## Begin
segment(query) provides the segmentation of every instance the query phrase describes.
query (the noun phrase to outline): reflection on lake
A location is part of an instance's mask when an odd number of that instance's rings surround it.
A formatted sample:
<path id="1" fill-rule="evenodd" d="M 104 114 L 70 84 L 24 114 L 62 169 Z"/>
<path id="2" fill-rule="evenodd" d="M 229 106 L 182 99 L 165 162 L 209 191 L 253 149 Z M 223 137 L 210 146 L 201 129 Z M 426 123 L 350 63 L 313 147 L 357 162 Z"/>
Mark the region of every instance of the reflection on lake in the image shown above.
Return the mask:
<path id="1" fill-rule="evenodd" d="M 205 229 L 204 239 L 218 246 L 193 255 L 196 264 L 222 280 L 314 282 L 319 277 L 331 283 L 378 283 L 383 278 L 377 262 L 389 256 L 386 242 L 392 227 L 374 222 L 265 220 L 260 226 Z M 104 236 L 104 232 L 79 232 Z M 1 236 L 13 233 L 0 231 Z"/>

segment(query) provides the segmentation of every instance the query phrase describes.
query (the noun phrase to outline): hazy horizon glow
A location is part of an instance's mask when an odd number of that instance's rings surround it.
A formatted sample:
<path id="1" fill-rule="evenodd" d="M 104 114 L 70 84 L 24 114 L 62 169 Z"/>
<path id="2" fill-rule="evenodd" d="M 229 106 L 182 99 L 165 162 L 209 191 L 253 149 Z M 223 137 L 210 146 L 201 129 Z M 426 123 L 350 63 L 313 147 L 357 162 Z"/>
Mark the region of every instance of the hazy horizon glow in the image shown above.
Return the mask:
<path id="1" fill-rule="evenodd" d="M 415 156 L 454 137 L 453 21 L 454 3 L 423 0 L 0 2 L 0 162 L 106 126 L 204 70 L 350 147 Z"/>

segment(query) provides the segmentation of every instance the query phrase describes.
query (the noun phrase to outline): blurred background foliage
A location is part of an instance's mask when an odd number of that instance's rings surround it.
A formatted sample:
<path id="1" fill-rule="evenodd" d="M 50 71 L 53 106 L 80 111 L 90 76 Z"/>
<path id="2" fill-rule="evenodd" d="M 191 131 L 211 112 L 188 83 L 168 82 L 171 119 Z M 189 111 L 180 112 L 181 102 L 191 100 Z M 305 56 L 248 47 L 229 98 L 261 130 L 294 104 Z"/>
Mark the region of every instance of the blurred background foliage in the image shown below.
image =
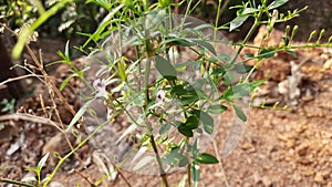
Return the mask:
<path id="1" fill-rule="evenodd" d="M 45 9 L 49 9 L 60 0 L 42 0 Z M 179 2 L 179 0 L 175 0 Z M 197 9 L 191 13 L 193 17 L 199 18 L 204 21 L 214 23 L 216 18 L 216 11 L 219 0 L 201 0 L 193 1 L 193 6 L 197 4 Z M 268 0 L 272 1 L 272 0 Z M 77 33 L 92 33 L 98 27 L 102 19 L 108 13 L 108 10 L 98 4 L 100 0 L 75 0 L 66 4 L 60 12 L 48 20 L 41 28 L 39 28 L 39 35 L 42 38 L 56 38 L 59 40 L 66 41 L 69 39 L 75 40 L 80 45 L 86 39 L 82 34 Z M 151 1 L 157 2 L 156 0 Z M 184 13 L 184 7 L 188 1 L 185 1 L 178 13 Z M 229 9 L 229 7 L 246 3 L 247 0 L 222 0 L 225 11 L 220 18 L 219 24 L 229 22 L 236 17 L 236 9 Z M 255 0 L 257 4 L 260 0 Z M 226 3 L 226 4 L 225 4 Z M 312 30 L 326 29 L 325 35 L 332 34 L 332 1 L 319 0 L 290 0 L 286 7 L 283 7 L 283 13 L 287 10 L 301 9 L 309 6 L 309 9 L 302 12 L 300 18 L 291 20 L 290 25 L 299 24 L 300 29 L 295 37 L 297 40 L 307 40 Z M 24 25 L 31 24 L 39 17 L 38 10 L 33 4 L 33 0 L 0 0 L 0 22 L 6 23 L 12 30 L 20 29 Z M 241 40 L 251 25 L 250 20 L 245 23 L 239 30 L 240 32 L 228 33 L 227 30 L 224 33 L 234 41 Z M 277 24 L 277 28 L 283 30 L 284 24 Z M 328 37 L 323 40 L 328 40 Z"/>

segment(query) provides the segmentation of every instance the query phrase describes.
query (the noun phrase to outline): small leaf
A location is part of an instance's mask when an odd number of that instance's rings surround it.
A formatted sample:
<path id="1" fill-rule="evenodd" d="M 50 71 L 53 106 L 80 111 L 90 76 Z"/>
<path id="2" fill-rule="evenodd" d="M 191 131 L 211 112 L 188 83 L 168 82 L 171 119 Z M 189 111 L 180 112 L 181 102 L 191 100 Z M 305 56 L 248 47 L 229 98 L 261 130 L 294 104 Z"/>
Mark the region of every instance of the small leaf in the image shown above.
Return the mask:
<path id="1" fill-rule="evenodd" d="M 46 160 L 48 160 L 48 158 L 49 158 L 49 155 L 50 155 L 50 153 L 46 153 L 46 154 L 41 158 L 41 160 L 38 163 L 37 168 L 38 168 L 39 170 L 41 170 L 42 167 L 44 166 L 44 164 L 46 163 Z"/>
<path id="2" fill-rule="evenodd" d="M 63 89 L 66 86 L 66 84 L 71 81 L 72 77 L 75 77 L 77 76 L 76 73 L 68 76 L 62 83 L 61 83 L 61 86 L 60 86 L 60 91 L 63 91 Z"/>
<path id="3" fill-rule="evenodd" d="M 159 129 L 159 135 L 163 135 L 163 134 L 166 133 L 169 128 L 170 128 L 170 123 L 162 124 L 162 127 L 160 127 L 160 129 Z"/>
<path id="4" fill-rule="evenodd" d="M 195 160 L 200 164 L 218 164 L 219 163 L 215 156 L 207 154 L 207 153 L 201 153 L 201 154 L 197 155 Z"/>
<path id="5" fill-rule="evenodd" d="M 155 159 L 154 156 L 146 156 L 142 158 L 134 167 L 133 170 L 138 170 L 142 167 L 146 166 L 147 164 L 152 163 Z"/>
<path id="6" fill-rule="evenodd" d="M 199 118 L 204 125 L 204 131 L 207 132 L 208 134 L 214 133 L 214 118 L 208 115 L 207 113 L 200 111 L 200 118 Z"/>
<path id="7" fill-rule="evenodd" d="M 156 69 L 157 71 L 167 80 L 176 79 L 176 70 L 175 67 L 164 58 L 156 55 Z"/>
<path id="8" fill-rule="evenodd" d="M 221 114 L 226 110 L 227 107 L 224 106 L 222 104 L 217 104 L 217 105 L 209 106 L 207 112 L 211 114 Z"/>
<path id="9" fill-rule="evenodd" d="M 169 166 L 178 164 L 179 167 L 184 167 L 188 164 L 187 157 L 178 153 L 178 148 L 173 149 L 169 154 L 167 154 L 166 157 L 163 158 L 163 162 Z"/>
<path id="10" fill-rule="evenodd" d="M 242 122 L 247 122 L 247 116 L 246 114 L 243 113 L 243 111 L 237 106 L 237 105 L 234 105 L 234 110 L 236 111 L 236 114 L 238 115 L 238 117 L 242 121 Z"/>
<path id="11" fill-rule="evenodd" d="M 243 11 L 241 13 L 242 14 L 250 14 L 250 13 L 258 12 L 258 11 L 259 11 L 259 9 L 246 8 L 246 9 L 243 9 Z"/>
<path id="12" fill-rule="evenodd" d="M 238 73 L 245 74 L 249 73 L 252 70 L 253 66 L 251 65 L 246 65 L 246 64 L 236 64 L 234 70 Z"/>
<path id="13" fill-rule="evenodd" d="M 37 178 L 33 177 L 33 176 L 28 176 L 28 177 L 22 178 L 21 181 L 23 181 L 23 183 L 29 183 L 29 181 L 38 181 L 38 180 L 37 180 Z"/>
<path id="14" fill-rule="evenodd" d="M 229 32 L 231 32 L 232 30 L 237 29 L 238 27 L 242 25 L 243 22 L 249 18 L 249 15 L 240 15 L 240 17 L 237 17 L 236 19 L 234 19 L 231 22 L 230 22 L 230 25 L 229 25 Z"/>
<path id="15" fill-rule="evenodd" d="M 184 125 L 186 125 L 188 129 L 195 129 L 198 127 L 198 124 L 199 121 L 196 116 L 189 116 Z"/>
<path id="16" fill-rule="evenodd" d="M 269 58 L 273 58 L 276 54 L 276 50 L 274 49 L 263 49 L 259 52 L 259 54 L 257 55 L 257 58 L 263 58 L 263 59 L 269 59 Z"/>
<path id="17" fill-rule="evenodd" d="M 268 7 L 269 10 L 271 9 L 277 9 L 278 7 L 283 6 L 284 3 L 287 3 L 288 0 L 276 0 L 273 2 L 270 3 L 270 6 Z"/>
<path id="18" fill-rule="evenodd" d="M 193 137 L 194 133 L 191 129 L 187 128 L 185 125 L 179 125 L 177 127 L 178 132 L 185 136 Z"/>
<path id="19" fill-rule="evenodd" d="M 186 39 L 180 39 L 180 38 L 173 38 L 173 39 L 164 40 L 160 44 L 178 45 L 178 46 L 194 46 L 195 45 L 194 42 L 190 42 Z"/>
<path id="20" fill-rule="evenodd" d="M 298 54 L 294 51 L 287 50 L 286 52 L 293 58 L 298 58 Z"/>
<path id="21" fill-rule="evenodd" d="M 197 44 L 206 48 L 207 50 L 209 50 L 214 55 L 217 55 L 217 52 L 214 48 L 214 45 L 211 45 L 209 42 L 206 42 L 204 40 L 193 40 L 194 42 L 196 42 Z"/>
## End
Please express the stretch of data from its very beginning through the line containing "205 229 L 204" as a JSON list of strings, one string per line, with blank lines omitted.

[
  "segment(query) provides the segmentation of every instance the query phrase describes.",
  "query (the noun phrase to outline): reflection on lake",
  "A location is part of an instance's mask when an odd number of that instance's rings surround it.",
  "A formatted sample:",
  "<path id=\"1\" fill-rule=\"evenodd\" d=\"M 104 114 L 70 84 L 24 114 L 62 169 Z\"/>",
  "<path id=\"2\" fill-rule=\"evenodd\" d=\"M 229 106 L 182 99 L 165 162 L 209 191 L 253 149 Z M 223 137 L 210 146 L 201 129 Z M 426 123 L 350 63 L 313 147 L 357 162 Z\"/>",
  "Mark the region of every instance of the reflection on lake in the image shown above.",
  "Return the mask:",
  "<path id=\"1\" fill-rule=\"evenodd\" d=\"M 205 229 L 204 239 L 218 246 L 193 255 L 196 264 L 222 280 L 314 282 L 319 277 L 331 283 L 378 283 L 383 278 L 377 262 L 389 256 L 386 242 L 392 227 L 374 222 L 265 220 L 260 226 Z M 104 236 L 104 232 L 79 232 Z M 1 236 L 13 233 L 0 231 Z\"/>"
]